■ **What is required**:
Without the images, set down each entry exactly.

Referring expression data:
┌──

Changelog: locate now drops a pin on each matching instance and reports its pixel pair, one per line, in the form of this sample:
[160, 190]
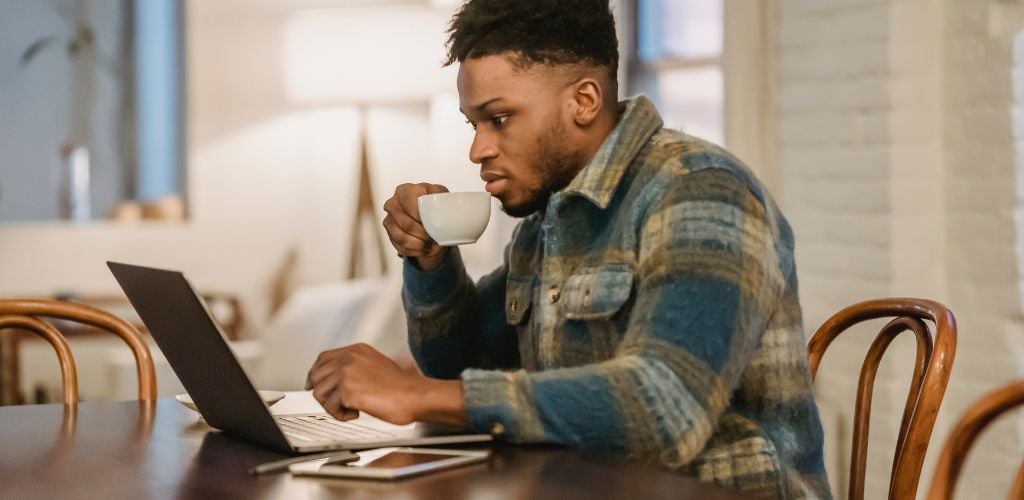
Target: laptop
[180, 323]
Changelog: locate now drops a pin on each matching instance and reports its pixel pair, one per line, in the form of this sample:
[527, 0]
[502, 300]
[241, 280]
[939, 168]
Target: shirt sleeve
[709, 275]
[455, 324]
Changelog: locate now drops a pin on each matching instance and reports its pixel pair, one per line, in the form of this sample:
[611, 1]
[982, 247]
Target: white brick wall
[896, 163]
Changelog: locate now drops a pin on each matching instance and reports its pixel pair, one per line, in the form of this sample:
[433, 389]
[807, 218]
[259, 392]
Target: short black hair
[551, 32]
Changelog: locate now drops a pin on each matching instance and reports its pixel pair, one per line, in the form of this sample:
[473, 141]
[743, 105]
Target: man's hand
[404, 227]
[356, 378]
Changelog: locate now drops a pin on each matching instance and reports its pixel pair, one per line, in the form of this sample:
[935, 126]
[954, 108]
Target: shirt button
[498, 428]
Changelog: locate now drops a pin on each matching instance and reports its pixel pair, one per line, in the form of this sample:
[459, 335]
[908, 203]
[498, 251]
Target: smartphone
[390, 463]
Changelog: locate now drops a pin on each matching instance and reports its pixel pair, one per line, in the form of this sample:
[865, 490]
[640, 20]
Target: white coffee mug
[455, 218]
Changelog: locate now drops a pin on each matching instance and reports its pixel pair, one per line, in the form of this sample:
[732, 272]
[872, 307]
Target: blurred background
[252, 142]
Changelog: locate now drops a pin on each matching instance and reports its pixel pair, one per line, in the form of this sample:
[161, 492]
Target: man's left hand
[358, 377]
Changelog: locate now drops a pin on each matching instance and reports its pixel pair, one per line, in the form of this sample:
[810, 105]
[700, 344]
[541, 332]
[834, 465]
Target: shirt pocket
[518, 297]
[596, 293]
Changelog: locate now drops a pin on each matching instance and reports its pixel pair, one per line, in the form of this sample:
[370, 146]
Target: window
[678, 64]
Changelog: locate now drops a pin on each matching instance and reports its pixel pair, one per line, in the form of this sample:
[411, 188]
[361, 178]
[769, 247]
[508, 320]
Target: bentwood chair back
[977, 417]
[27, 314]
[932, 366]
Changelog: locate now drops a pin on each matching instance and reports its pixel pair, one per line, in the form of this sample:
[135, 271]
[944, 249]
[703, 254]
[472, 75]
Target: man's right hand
[406, 230]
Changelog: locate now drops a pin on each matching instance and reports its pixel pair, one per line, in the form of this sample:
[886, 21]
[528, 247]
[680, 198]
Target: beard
[556, 167]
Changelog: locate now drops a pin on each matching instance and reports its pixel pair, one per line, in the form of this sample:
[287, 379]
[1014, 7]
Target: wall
[36, 106]
[895, 158]
[267, 175]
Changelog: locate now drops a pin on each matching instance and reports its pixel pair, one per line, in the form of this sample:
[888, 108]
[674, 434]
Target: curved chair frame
[932, 367]
[977, 417]
[23, 314]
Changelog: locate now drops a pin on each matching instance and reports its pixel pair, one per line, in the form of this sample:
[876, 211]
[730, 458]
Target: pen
[338, 457]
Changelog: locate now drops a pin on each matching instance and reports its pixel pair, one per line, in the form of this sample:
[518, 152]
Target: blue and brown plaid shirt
[650, 310]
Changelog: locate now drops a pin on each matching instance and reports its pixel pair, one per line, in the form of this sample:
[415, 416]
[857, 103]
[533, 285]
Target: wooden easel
[366, 208]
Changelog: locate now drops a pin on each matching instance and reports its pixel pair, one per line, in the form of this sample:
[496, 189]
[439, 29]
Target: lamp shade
[358, 54]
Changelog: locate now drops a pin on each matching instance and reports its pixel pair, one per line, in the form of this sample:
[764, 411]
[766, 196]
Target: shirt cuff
[425, 288]
[496, 406]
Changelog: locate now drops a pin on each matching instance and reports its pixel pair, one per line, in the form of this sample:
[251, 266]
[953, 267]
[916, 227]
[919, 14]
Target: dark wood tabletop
[130, 450]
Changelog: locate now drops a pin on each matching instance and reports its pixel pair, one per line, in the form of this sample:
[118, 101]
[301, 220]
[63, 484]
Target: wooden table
[128, 450]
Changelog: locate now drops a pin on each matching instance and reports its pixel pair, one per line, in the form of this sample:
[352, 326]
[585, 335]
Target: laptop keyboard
[315, 428]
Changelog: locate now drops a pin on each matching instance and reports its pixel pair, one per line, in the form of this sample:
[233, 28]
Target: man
[647, 305]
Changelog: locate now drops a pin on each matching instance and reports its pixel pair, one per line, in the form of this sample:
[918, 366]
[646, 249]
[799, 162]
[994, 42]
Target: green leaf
[35, 48]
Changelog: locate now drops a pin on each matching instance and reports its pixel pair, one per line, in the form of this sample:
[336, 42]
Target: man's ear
[588, 97]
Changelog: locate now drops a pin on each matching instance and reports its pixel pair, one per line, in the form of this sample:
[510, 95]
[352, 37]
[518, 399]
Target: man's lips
[495, 182]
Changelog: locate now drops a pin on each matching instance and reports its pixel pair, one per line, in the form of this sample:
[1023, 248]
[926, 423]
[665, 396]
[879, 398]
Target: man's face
[520, 139]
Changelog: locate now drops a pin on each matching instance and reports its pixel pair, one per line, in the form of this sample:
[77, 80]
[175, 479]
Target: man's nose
[482, 149]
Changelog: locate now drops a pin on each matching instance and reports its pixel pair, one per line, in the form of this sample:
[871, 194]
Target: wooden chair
[977, 417]
[934, 361]
[26, 314]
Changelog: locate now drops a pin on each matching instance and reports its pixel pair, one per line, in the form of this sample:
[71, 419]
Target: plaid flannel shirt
[649, 311]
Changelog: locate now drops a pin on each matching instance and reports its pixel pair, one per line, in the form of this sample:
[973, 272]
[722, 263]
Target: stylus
[336, 457]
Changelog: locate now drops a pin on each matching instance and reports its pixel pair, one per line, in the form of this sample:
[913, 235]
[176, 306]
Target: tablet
[390, 463]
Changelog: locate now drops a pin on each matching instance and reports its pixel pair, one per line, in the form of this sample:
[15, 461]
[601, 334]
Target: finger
[323, 359]
[408, 200]
[410, 196]
[335, 403]
[415, 233]
[411, 226]
[328, 374]
[412, 246]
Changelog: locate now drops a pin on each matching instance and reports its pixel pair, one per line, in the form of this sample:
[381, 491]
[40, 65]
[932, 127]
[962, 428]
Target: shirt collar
[598, 179]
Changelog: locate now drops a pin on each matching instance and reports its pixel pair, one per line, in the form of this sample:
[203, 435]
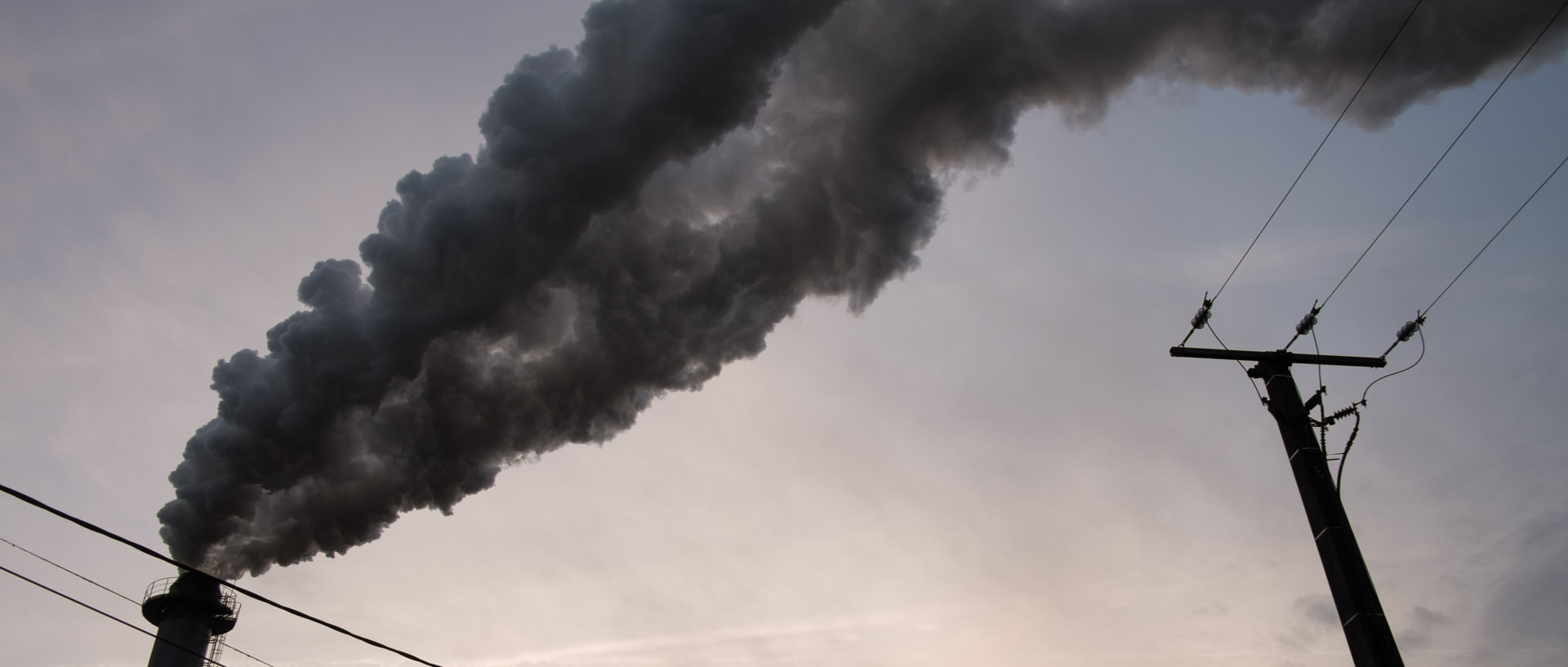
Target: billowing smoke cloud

└──

■ **Task answer**:
Changelog: locate now drops a pin on each matching instance and reports its pixel pair, one per line, in the form of this sample:
[160, 190]
Target: laptop
[180, 323]
Changelog: locate now drops a pin on each matching instance and reports its pixel pair, one per line, in the form of this sample:
[527, 0]
[502, 300]
[241, 280]
[939, 168]
Target: shirt sleeve
[709, 275]
[455, 324]
Changelog: locate now drops a pin on each matching instance and reports its pixel pair, one per line, in the form of this sample:
[611, 1]
[982, 247]
Target: white brick wall
[896, 163]
Changelog: locate now drops a pin on each matching instance and reports its pixel pair, one per line, in the form of this sample:
[433, 389]
[807, 218]
[259, 392]
Target: short black hair
[551, 32]
Changelog: locate now drops a pin on each matching instance and reports its pixel pair, one per line, in the form of this sample:
[473, 141]
[743, 105]
Target: man's hand
[404, 227]
[356, 378]
Changelog: locate now drops a pin on each matching instance and reports its pixel pair, one per line, in the form of this sample:
[935, 126]
[954, 108]
Target: shirt button
[498, 428]
Changelog: locate now drops a pin on each matching instance and reports its pixel pair, one per line, in the form of this sample:
[459, 335]
[908, 203]
[498, 251]
Target: smartphone
[390, 463]
Changelog: locate now drops a pin on each matching instance and reports its pixel pair, one per line, in the form of this sample:
[865, 490]
[640, 20]
Target: white coffee mug
[455, 218]
Changelog: locate now drops a pin on each matching instance and reports its pixel pair, one per line, in the form of this sample:
[732, 272]
[872, 307]
Target: blurred background
[252, 142]
Changelog: locate now drops a pin on each matching instance and reports its pixel pair, one per line, in the form of this sample:
[161, 492]
Target: man's left hand
[358, 377]
Changelog: locate now drops a pin on each matching instance and reports its pixel pair, one per line, in the form of this sample:
[810, 105]
[700, 344]
[541, 332]
[834, 465]
Target: shirt pocket
[518, 297]
[596, 293]
Changelog: locate now drops a pin on each matching instance and reports its pixel pair, one per line, in the form of this sample:
[370, 146]
Target: window
[678, 64]
Changelog: locate now drops a pin on each matching instance and reports its pixel pair, one per line, in the form of this sample:
[411, 188]
[361, 178]
[769, 247]
[508, 320]
Target: bentwood chair back
[977, 417]
[27, 314]
[932, 366]
Changelog: locate now drops a pin on each matching instance and reports its pixel pair, one per line, in the form of this sample:
[135, 271]
[944, 249]
[703, 254]
[472, 75]
Target: man's right hand
[406, 230]
Changelog: locate now drops a pin on each matching instance and reports its pixel pair, one per line, in the form of this sample:
[886, 21]
[528, 247]
[680, 198]
Target: beard
[556, 167]
Changelog: locate now drops a pin on each matching instance and reports its pixel pair, one per line, in the form of this sample:
[287, 379]
[1014, 7]
Target: wall
[36, 106]
[895, 158]
[267, 175]
Changelog: locate now drops a pin on each matching instance and reports its pixel pair, one per line, in the form of this sample:
[888, 108]
[674, 434]
Target: curved chair frame
[932, 367]
[977, 417]
[23, 314]
Changelog: locate now drops a pin on each matching instance and reports its pixel pair, one per line, in the form of this sample:
[876, 211]
[730, 458]
Target: pen
[338, 457]
Changelog: locate now drops a pin on each matching instance and reports its pixel pair, one per line, in the form of this sample:
[518, 152]
Target: blue and brown plaid shirt
[650, 310]
Changelog: locate now drops a pin on each matching instance and reports its pixel pair, one per line, in the form of this sample:
[415, 416]
[857, 103]
[533, 285]
Target: wooden easel
[366, 208]
Changelog: locate now drops a pin on each matching instance and reports its pixel pair, one per line, in the form of this sample:
[496, 189]
[439, 29]
Target: lamp shade
[358, 54]
Changelog: locate now drops a pin on each matching instance and reports its pixel pair, one per line, in the form of this sample:
[764, 411]
[766, 196]
Target: shirt cuff
[425, 288]
[496, 406]
Changelog: locate now drops a pin on each matching instance and reports its pixel pair, one per line, in the form of this sample:
[251, 266]
[953, 267]
[916, 227]
[919, 14]
Target: dark wood tabletop
[130, 450]
Changelog: locate now drops a pin on each matching instance and reports its pixel pair, one per line, in the form of this sample:
[118, 101]
[301, 220]
[63, 484]
Target: wooden table
[128, 450]
Changelog: locate now drops a pin on each matching instance and reports its pixel pair, one per line, in the form of this sample:
[352, 326]
[585, 335]
Target: laptop keyboard
[315, 428]
Changelog: locate now drops a pin on each matching instance and reports its pixel pair, one per line, in the form of this sample:
[233, 28]
Target: man
[647, 305]
Changelog: locate now drops a pin on each matching instance and reports its pixel pair, one per line, in the form of this sample:
[918, 366]
[646, 249]
[799, 162]
[994, 42]
Target: green leaf
[35, 48]
Changelog: locate now drops a pin on each matching instance and reports its pixel pair, one per line, in the form of this sample:
[336, 42]
Target: man's ear
[588, 97]
Changelog: locate now drops a pin on each matching instance and reports its pixel pair, one per line, in the form of this sample:
[510, 95]
[352, 37]
[518, 399]
Target: man's lips
[495, 182]
Changelog: locate now drops a pin on each matching instance and reports its pixel pair, one per line, in the form of this sample:
[1023, 248]
[926, 423]
[665, 396]
[879, 398]
Target: man's face
[520, 139]
Changelog: locate now drops a pin on each matching instance and reports its pixel pair, one per line, in the form of this sample:
[77, 80]
[175, 479]
Target: man's nose
[482, 149]
Changelog: locate now drops a pin on each matching instance and reports its pixel pair, one per line, in the form of this sample:
[871, 194]
Target: wooden chair
[977, 417]
[934, 361]
[26, 314]
Changelog: locate now drops a pin on each matching instance and reports its pixel pair, one per line, in the form of this sample:
[71, 419]
Target: plaid flannel shirt
[649, 311]
Changelog: locate now drops a pin on each matching instance and reports its pixel pair, one per line, in the form of this sample:
[973, 272]
[722, 263]
Target: stylus
[336, 457]
Changelog: locate now drops a pin on each matching instance and reports its pixel pair, one per line, in the form of this sample:
[913, 235]
[176, 306]
Target: tablet
[390, 463]
Changelog: locate now drops a pin on each matching instance and reports its pixel pair, one per line, in the form of this sample:
[15, 461]
[601, 334]
Target: finger
[323, 359]
[408, 200]
[410, 196]
[335, 403]
[415, 233]
[411, 226]
[328, 374]
[412, 246]
Changelog: locate now drops a pin on each matching instance and reports its pixel pair, one per line, in the form of this sample:
[381, 491]
[40, 65]
[932, 127]
[962, 428]
Target: shirt collar
[598, 179]
Changelog: locate now drops a pin on each matching instance and reports its pixel pair, one per line, in the form of this sample:
[203, 435]
Target: billowing smoke cloud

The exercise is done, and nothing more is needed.